## Task to carry out
For each statement, state whether the passage on the stela of Seti I agrees with it, answering yes or no and quoting the words of the passage that decide it. 1. The stela bears twenty-two horizontal lines of text. 2. The figure of the king is on the right side of the stela. 3. Seti sent the first army of Sutekh to Beth-shan.

## Passage shown
-.-.-

A tall stone stela with many rows of hieroglyphs covering the body and two standing figures below a winged eye at the top
Stela of Seti I, found at Beth-shan. The fragments found since the previous publication of this stela are included here.
Image Number: 30127

Across the top of the Seti stela, which is vaulted, is the solar disk with wings and uræi of the god Horus of Behudet (Edfu), below which is written: “Behudet, the great god, of variegated plumage, the lord of heaven.”

Underneath are two figures, that on the right representing Rā-Harmachis. The god is hawk-headed, has the solar disk on his head, holds the was sceptre of happiness in his right hand, and the ānkh symbol of life in his left hand. Over him is written: ” Rā-Harmachis, the great god, the lord of heaven, grants all life to him (i. e., the king.)”

Facing the god, and on the left side of the stela, is the other figure, which represents king Seti I himself. He wears a short tunic, and has the royal uræus on his head; in his left hand is a pot of incense, and in his right a libation pot, both of which he is presenting to Rā-Harmachis. The text in front of him states that he is “Making [offerings of] incense and libations.” Seti has his throne name, etc., written above him: ” The good god, the lord of the Two Lands (i. e., Upper and Lower Egypt), ‘Men-Maāt-Rā’, granted life like Rā.” Behind the king are the words: “All protection and life are behind him”, while between him and the god are a libation pot and a lotus resting on an altar stand.

The Horizontal Lines of Text

The twenty-two horizontal lines of text below the above scenes give, in the following order:

  1. The date of the stela, which is ” Year I, month III of summer, day X “, i. e., 1313 B. C.—Beginning of line 1.
  2. The five “great names” of the royal titulary.—Lines 1-3.
  3. A general description of the bravery and other qualities of the king.—Lines 4-13.
  4. A detailed description of the driving back from Hamath and Pella, on the east side of the Jordan, of a league of foes who had been attacking Beth-shan and Rehob, on the west side of the river.—Lines 14-22.

The text states that a messenger came to inform Seti that the wretched chief of Hamath, a city at the entrance of the Yarmûk Valley, had collected to himself many people and had made an alliance with the people of Pella, a city opposite Beth-shan, on the east side of the Jordan. (At the time the messenger reached Seti, the king, who was in the course of reconquering Palestine, which had been lost to Egypt since the el-Amârna era, was probably journeying east¬wards down the Valley of Esdraelon, and may indeed have been resting at Megiddo, an important town some little distance to the northwest of Beth-shan.) The messenger also stated that the chief was attacking Beth-shan and beleaguering Rehob, a city a little to the south of the former place (see map). Upon hearing this news Seti at once sent the first army of Amen to Hamath, the first army of Rā to Beth-shan, and the first army of Sutekh to Yenoam, a city perhaps situated to the north of Lake Hûleh, and overthrew his enemies “in the space of a day”.

-.-.-

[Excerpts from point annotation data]

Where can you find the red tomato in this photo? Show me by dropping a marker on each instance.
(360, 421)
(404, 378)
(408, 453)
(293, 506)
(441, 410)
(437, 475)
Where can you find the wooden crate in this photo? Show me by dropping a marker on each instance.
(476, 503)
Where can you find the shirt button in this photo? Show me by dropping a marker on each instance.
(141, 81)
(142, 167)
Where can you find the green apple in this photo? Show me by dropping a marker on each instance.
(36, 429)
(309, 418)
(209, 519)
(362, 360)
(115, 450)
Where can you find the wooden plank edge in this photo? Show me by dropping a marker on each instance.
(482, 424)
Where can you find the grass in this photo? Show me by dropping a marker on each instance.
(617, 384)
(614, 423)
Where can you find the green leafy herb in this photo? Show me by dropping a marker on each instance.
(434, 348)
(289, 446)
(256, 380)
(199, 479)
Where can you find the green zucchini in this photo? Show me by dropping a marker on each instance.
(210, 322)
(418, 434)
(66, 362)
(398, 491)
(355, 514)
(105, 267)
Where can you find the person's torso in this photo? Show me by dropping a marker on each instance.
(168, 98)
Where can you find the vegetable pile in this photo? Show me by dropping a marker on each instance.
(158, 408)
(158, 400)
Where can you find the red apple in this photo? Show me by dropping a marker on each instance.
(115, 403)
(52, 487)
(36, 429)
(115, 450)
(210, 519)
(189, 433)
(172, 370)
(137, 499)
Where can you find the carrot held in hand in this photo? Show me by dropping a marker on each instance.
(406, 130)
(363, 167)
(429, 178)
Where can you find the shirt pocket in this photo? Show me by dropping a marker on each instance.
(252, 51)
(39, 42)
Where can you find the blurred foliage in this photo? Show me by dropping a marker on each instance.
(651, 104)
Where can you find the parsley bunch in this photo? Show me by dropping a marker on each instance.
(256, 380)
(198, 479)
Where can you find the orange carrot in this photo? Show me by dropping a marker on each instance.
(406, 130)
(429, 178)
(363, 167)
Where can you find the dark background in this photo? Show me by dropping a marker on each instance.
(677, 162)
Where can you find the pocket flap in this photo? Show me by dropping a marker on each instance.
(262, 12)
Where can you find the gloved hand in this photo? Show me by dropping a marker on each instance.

-.-.-

## Exercise response
1. Yes: "The twenty-two horizontal lines of text below the above scenes"
2. No: "Facing the god, and on the left side of the stela, is the other figure, which represents king Seti I himself."
3. No: "the first army of Rā to Beth-shan, and the first army of Sutekh to Yenoam"